■ **Task brief**:
Write each line exactly as it stands, from the line containing "The component shall return one point per instance of the paved" through the end of the data.

■ **Source data**:
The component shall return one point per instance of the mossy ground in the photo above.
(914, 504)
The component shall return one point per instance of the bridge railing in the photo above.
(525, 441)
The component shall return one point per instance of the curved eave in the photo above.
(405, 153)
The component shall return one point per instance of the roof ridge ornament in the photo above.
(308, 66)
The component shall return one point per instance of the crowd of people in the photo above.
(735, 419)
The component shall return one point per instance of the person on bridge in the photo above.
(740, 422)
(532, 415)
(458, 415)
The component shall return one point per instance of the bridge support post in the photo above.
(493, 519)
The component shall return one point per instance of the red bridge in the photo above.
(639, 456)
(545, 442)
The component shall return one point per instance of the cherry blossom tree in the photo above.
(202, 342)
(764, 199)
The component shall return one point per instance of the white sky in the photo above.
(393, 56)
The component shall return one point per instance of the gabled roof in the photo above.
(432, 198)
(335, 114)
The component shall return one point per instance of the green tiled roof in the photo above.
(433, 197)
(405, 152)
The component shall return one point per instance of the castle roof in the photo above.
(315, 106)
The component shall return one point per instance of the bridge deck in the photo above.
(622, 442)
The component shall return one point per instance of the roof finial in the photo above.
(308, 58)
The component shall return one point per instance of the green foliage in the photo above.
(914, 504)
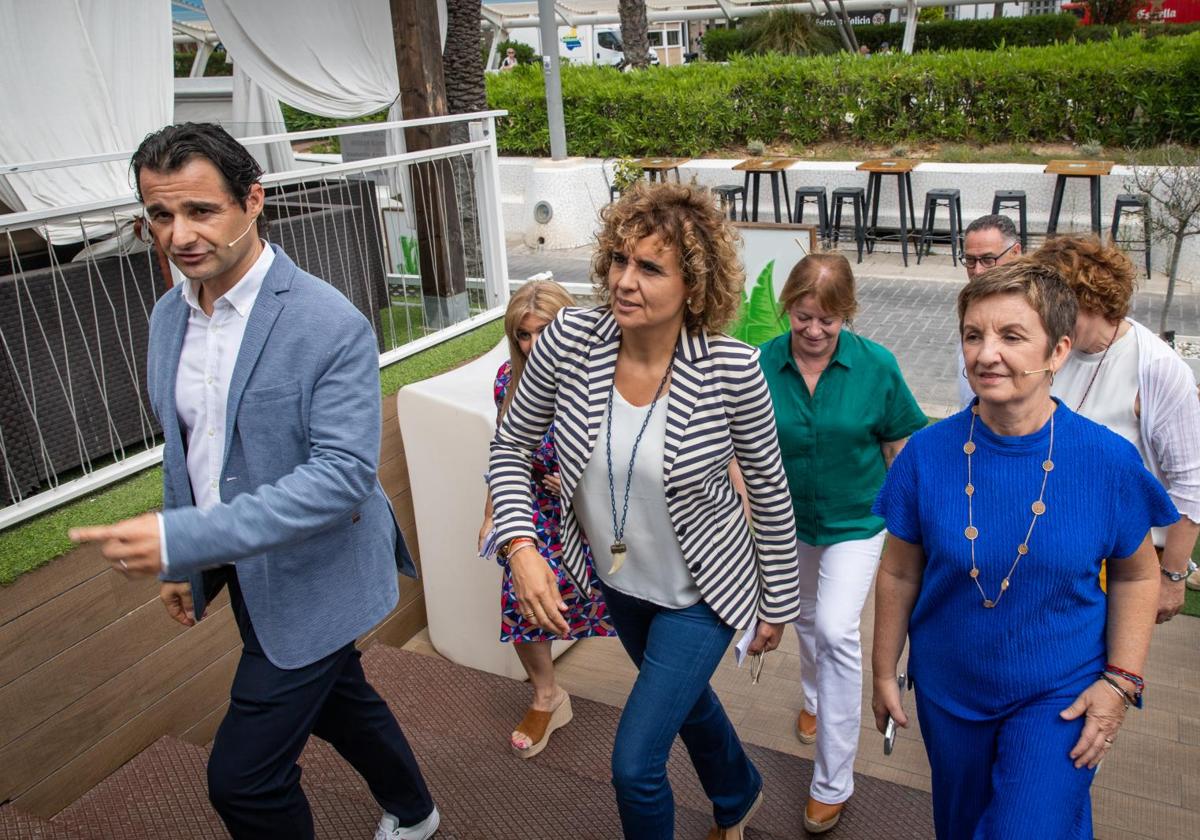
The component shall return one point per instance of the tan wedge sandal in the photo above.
(539, 725)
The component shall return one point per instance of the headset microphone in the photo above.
(252, 222)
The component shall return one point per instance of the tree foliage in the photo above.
(1120, 93)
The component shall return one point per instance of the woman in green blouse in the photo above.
(843, 412)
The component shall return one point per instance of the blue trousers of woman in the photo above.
(1008, 778)
(676, 653)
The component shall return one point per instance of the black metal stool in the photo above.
(1013, 199)
(953, 202)
(1129, 203)
(817, 196)
(857, 198)
(727, 195)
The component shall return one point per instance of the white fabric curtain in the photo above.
(79, 77)
(256, 112)
(324, 58)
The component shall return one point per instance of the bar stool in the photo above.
(857, 198)
(1129, 203)
(953, 201)
(817, 196)
(1013, 199)
(727, 195)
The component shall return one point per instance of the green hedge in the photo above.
(1038, 30)
(1128, 91)
(720, 45)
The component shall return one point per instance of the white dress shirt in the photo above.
(202, 383)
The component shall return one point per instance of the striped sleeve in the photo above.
(756, 445)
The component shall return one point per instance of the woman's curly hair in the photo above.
(688, 219)
(1099, 274)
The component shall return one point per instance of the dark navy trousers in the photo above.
(253, 777)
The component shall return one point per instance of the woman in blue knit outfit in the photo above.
(999, 520)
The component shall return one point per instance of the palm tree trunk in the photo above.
(634, 29)
(1173, 271)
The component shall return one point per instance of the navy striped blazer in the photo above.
(718, 407)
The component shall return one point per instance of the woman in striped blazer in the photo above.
(651, 403)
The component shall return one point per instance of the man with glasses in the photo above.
(990, 241)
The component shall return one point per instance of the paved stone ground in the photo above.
(910, 310)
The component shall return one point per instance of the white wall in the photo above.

■ **Finished exercise**:
The component shall return one point per instance of the paved stone ground in the photo above.
(910, 310)
The component shall return one point per instance of the white wall in the photo above.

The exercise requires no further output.